▶ _Task brief_
Switch "boundary" to "perimeter" in the lines from the line with "Segment the man's ear" up to and including the line with "127 51 L 126", and give only those lines again with nothing else changed.

Contour annotation lines
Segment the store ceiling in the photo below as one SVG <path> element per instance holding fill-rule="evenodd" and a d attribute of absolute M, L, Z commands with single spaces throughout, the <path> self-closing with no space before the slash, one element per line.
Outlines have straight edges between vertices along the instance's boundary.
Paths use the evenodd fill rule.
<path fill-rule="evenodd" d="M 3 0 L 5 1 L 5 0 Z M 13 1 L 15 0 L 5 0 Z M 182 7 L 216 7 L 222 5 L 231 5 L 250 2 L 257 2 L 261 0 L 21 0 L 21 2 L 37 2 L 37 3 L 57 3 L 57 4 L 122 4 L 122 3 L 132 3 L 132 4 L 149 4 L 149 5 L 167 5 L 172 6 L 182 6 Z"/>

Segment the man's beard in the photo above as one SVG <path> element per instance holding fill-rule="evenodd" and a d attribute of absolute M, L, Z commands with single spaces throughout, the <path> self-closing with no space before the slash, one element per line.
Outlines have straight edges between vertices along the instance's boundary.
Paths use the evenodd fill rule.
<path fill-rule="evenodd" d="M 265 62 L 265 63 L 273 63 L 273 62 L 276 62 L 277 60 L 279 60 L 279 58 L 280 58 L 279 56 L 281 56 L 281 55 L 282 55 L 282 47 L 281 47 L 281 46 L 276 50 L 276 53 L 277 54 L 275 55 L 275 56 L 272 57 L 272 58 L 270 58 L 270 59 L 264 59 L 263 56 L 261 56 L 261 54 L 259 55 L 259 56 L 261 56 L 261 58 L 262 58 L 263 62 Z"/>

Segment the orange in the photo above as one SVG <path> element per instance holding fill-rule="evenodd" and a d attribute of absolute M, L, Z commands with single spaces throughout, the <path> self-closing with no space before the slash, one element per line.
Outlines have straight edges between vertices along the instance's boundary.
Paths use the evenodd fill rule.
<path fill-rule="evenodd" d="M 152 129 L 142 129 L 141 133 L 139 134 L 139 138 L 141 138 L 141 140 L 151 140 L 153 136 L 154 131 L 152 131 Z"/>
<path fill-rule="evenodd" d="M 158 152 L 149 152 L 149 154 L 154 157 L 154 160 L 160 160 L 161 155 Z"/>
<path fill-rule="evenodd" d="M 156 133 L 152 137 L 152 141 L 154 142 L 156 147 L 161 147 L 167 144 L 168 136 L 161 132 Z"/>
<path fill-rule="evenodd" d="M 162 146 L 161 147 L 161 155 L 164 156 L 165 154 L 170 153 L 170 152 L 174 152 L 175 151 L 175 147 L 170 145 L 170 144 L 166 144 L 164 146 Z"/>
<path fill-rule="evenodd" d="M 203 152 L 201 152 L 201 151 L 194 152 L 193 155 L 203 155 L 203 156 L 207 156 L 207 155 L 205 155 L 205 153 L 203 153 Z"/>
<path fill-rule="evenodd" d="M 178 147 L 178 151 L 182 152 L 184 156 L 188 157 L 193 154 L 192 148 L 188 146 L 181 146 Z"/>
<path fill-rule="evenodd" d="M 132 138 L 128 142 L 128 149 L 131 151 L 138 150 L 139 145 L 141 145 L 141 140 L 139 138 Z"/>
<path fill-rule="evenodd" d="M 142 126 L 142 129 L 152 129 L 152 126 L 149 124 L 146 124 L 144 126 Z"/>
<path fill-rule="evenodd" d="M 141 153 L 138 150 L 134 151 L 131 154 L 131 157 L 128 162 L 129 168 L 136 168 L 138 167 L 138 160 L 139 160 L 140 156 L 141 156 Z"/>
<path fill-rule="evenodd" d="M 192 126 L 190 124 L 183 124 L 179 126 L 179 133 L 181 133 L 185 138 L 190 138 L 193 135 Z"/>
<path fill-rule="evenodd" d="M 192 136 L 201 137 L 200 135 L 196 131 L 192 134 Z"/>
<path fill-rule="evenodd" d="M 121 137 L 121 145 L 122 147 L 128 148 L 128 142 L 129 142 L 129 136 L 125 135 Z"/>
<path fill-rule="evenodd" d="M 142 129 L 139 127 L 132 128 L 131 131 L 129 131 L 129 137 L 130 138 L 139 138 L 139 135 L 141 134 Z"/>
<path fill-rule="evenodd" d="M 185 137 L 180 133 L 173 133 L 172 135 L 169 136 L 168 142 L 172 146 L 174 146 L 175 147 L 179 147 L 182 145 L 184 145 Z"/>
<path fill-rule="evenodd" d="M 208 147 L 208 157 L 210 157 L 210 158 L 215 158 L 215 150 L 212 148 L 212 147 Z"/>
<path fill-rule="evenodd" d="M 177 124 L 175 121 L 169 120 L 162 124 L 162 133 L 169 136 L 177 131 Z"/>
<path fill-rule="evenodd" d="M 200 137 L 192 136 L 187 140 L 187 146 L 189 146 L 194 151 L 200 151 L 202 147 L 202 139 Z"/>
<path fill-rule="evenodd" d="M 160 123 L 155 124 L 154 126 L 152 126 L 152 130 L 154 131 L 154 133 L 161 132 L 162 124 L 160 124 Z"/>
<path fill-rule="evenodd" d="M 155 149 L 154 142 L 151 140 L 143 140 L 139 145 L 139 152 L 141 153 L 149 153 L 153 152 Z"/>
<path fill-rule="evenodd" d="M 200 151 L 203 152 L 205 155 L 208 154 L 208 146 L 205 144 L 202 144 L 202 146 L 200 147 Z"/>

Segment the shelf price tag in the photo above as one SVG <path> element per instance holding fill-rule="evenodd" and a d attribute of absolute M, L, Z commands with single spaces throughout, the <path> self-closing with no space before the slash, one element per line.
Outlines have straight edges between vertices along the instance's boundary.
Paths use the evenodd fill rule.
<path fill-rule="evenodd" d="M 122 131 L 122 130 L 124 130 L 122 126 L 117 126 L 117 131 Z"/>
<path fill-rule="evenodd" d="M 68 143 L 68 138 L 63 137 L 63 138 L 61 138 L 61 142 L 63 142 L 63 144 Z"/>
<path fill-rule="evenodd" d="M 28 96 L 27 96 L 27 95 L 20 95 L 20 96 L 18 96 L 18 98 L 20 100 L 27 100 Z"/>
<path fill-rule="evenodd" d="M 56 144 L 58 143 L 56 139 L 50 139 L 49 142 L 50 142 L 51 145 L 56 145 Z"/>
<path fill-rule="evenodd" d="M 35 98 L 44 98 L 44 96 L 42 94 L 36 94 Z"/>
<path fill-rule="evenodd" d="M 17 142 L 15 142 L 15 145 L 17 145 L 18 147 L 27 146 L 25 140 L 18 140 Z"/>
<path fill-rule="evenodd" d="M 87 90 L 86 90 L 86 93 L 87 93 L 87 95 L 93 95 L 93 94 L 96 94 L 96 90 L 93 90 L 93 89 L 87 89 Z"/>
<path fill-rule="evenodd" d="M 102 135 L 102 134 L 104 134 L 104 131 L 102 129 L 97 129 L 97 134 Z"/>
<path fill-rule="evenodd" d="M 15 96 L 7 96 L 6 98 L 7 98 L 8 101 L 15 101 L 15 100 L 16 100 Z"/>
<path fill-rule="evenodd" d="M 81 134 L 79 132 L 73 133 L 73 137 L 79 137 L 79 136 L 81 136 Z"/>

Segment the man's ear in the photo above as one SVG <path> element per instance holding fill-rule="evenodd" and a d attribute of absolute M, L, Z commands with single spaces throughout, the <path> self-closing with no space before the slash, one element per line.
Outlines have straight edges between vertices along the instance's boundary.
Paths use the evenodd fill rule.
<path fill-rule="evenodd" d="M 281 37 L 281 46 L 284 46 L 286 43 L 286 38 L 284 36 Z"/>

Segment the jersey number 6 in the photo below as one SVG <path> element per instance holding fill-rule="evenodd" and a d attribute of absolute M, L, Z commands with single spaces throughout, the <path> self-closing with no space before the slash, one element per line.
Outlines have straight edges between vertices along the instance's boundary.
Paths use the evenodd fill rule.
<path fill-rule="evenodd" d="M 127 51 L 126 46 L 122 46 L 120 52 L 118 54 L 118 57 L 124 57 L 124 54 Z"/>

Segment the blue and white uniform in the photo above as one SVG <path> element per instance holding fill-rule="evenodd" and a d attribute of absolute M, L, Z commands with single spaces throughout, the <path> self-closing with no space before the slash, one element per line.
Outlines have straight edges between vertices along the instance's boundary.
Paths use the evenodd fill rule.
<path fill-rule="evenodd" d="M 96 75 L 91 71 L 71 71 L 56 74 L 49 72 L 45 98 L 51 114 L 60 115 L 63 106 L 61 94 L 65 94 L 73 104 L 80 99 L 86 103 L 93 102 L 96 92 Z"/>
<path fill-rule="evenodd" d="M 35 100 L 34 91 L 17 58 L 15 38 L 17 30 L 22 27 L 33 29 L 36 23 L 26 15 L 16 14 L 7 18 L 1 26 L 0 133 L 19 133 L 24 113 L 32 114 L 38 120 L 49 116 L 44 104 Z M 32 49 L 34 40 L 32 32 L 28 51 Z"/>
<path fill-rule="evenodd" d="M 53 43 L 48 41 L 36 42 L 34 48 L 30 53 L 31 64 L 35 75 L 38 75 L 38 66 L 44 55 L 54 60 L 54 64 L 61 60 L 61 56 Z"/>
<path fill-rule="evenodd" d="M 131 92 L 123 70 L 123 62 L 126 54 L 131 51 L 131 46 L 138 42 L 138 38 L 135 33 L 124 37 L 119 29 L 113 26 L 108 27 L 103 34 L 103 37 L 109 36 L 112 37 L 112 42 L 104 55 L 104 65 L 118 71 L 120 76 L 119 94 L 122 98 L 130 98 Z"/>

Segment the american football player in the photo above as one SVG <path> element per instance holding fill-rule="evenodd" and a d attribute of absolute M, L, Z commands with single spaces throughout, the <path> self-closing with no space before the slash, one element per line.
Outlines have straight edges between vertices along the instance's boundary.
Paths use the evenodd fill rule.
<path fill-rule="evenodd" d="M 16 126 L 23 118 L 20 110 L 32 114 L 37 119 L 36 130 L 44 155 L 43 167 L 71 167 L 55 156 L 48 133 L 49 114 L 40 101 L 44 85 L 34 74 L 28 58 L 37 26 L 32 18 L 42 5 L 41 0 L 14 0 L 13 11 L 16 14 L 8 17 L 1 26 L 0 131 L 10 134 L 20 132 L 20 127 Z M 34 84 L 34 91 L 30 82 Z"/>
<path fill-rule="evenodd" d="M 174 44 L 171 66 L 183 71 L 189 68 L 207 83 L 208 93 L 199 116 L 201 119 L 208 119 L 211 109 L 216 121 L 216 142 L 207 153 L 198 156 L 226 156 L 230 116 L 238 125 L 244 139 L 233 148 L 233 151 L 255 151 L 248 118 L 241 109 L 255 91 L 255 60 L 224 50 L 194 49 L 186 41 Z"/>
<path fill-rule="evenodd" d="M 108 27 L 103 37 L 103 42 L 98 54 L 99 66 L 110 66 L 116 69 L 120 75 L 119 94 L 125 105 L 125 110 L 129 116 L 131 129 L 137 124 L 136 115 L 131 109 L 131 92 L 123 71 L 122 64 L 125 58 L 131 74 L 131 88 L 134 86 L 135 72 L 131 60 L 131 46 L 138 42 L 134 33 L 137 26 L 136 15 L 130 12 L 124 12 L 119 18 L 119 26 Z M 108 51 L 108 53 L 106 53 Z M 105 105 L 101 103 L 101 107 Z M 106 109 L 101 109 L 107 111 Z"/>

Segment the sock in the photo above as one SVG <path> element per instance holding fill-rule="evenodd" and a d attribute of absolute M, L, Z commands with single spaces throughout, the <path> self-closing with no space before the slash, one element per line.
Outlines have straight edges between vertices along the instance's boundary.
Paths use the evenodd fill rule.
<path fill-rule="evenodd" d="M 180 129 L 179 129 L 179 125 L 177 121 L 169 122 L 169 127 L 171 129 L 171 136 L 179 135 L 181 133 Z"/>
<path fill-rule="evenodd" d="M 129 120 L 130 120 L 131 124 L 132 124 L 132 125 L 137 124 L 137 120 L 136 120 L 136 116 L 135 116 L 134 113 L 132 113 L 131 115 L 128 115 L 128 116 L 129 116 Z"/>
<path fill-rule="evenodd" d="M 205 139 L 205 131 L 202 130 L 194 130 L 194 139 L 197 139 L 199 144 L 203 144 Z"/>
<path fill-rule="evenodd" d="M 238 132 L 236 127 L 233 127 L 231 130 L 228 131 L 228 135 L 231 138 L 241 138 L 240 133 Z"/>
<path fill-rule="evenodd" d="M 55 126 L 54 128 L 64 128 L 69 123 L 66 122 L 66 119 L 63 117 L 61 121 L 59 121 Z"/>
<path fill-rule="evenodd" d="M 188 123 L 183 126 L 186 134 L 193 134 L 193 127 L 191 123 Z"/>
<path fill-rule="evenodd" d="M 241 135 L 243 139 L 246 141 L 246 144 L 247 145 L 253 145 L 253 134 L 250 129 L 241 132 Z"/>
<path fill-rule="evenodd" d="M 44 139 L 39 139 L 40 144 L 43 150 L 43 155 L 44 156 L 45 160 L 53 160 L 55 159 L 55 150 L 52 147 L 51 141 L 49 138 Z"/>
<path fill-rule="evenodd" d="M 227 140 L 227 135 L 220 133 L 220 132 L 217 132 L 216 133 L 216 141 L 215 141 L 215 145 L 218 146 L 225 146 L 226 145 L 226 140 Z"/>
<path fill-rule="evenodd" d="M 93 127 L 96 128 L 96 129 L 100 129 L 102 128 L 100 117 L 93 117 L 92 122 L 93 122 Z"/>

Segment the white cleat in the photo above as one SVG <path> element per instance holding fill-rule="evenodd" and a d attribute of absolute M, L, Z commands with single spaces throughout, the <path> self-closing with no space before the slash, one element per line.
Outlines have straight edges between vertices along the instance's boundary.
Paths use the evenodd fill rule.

▶ _Solution for this problem_
Segment the man's ear in the photo above as one SVG <path> element per instance holding fill-rule="evenodd" and a d attribute of absolute M, L, Z commands with single spaces throughout, the <path> self-closing with no space before the slash, one element per line.
Outlines have straight edges between vertices along the instance's perimeter.
Paths use the evenodd fill rule.
<path fill-rule="evenodd" d="M 281 37 L 281 46 L 284 46 L 286 43 L 286 38 L 284 36 Z"/>

Segment the jersey number 6 in the photo below as one SVG <path> element per instance holding fill-rule="evenodd" and a d attribute of absolute M, L, Z commands with single spaces throughout, the <path> self-closing with no space before the slash, one element per line.
Outlines have straight edges between vertices along the instance's perimeter.
Paths use the evenodd fill rule.
<path fill-rule="evenodd" d="M 127 51 L 126 46 L 122 46 L 120 52 L 118 54 L 118 57 L 124 57 L 124 54 Z"/>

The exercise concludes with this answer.